### Required action
Write out exactly the lines from the start of the entries through the one that contains "667L1 609L0 1042L469", including both.

┄┄┄┄┄┄┄┄┄┄┄┄┄┄┄┄┄┄┄┄

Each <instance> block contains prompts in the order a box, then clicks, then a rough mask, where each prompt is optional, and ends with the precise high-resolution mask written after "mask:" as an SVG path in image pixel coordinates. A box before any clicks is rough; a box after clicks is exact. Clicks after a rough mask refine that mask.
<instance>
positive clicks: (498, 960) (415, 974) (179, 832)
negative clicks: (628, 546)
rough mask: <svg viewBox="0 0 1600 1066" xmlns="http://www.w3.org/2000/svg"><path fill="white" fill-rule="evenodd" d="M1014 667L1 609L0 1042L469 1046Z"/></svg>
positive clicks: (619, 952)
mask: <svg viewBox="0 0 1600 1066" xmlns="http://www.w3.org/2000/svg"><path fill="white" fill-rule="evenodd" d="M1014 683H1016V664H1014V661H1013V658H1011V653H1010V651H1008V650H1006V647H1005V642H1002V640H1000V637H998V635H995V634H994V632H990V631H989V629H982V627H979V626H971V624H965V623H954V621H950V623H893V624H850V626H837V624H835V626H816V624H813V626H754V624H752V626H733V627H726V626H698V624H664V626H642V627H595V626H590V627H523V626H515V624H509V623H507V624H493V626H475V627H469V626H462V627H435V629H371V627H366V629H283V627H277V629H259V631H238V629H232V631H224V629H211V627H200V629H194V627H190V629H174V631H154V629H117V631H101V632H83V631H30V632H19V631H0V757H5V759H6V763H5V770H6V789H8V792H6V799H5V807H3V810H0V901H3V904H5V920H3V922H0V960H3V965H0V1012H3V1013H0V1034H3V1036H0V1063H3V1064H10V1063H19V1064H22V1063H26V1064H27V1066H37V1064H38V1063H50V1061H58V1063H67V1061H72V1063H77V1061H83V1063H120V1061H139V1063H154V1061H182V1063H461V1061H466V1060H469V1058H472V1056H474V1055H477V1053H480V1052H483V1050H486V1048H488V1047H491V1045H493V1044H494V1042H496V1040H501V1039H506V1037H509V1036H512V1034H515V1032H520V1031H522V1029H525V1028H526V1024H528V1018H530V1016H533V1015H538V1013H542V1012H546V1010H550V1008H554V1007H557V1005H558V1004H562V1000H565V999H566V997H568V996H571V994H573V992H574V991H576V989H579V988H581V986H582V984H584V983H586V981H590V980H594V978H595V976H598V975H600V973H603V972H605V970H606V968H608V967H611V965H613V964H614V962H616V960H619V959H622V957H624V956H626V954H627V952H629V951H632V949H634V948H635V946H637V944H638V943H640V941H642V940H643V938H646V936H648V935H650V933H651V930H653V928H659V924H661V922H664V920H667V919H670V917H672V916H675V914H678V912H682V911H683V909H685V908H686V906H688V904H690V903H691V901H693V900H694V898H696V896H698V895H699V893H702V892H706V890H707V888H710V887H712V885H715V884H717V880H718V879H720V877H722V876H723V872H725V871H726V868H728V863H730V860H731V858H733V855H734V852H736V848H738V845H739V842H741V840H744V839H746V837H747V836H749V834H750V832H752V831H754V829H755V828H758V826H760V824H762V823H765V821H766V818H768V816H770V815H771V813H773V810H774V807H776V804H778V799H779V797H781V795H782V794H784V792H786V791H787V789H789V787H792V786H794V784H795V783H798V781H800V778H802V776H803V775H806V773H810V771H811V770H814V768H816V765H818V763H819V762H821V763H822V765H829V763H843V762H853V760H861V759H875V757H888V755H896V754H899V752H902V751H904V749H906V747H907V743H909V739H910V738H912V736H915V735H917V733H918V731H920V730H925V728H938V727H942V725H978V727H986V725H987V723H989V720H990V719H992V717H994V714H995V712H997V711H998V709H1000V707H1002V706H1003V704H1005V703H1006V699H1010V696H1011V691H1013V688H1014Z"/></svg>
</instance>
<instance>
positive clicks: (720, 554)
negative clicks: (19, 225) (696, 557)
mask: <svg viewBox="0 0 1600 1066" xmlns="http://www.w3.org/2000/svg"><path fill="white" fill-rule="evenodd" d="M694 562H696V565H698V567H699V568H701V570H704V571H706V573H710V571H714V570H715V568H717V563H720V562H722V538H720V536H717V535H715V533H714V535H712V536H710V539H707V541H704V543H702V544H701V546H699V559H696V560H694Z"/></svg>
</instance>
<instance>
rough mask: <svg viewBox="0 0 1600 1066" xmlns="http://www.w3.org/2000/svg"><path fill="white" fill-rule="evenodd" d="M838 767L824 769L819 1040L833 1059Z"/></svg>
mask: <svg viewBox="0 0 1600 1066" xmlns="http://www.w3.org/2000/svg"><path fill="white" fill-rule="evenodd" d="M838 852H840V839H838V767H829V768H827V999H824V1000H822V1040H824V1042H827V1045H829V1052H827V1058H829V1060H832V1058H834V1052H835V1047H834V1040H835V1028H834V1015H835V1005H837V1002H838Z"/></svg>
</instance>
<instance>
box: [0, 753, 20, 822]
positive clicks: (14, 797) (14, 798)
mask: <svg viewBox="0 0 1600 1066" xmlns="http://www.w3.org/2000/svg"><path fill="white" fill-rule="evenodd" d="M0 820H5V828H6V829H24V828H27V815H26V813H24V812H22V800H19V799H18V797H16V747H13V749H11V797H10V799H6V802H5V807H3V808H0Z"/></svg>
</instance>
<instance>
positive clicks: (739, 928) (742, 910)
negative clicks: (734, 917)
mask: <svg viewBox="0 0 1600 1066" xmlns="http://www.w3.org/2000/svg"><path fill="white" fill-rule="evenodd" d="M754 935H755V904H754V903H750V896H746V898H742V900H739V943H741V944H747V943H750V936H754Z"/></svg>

┄┄┄┄┄┄┄┄┄┄┄┄┄┄┄┄┄┄┄┄

### Task result
Each <instance> block contains prompts in the order a box, then clicks, then a rough mask, where each prompt is optional, and ends with the precise high-resolution mask written after "mask:" as an SVG path in image pixel coordinates. A box before any clicks is rough; a box after clicks is exact. Clicks after a rough mask refine that mask.
<instance>
positive clicks: (498, 960) (415, 974) (179, 832)
negative clicks: (628, 546)
rough mask: <svg viewBox="0 0 1600 1066" xmlns="http://www.w3.org/2000/svg"><path fill="white" fill-rule="evenodd" d="M1014 667L1 609L0 1042L469 1046Z"/></svg>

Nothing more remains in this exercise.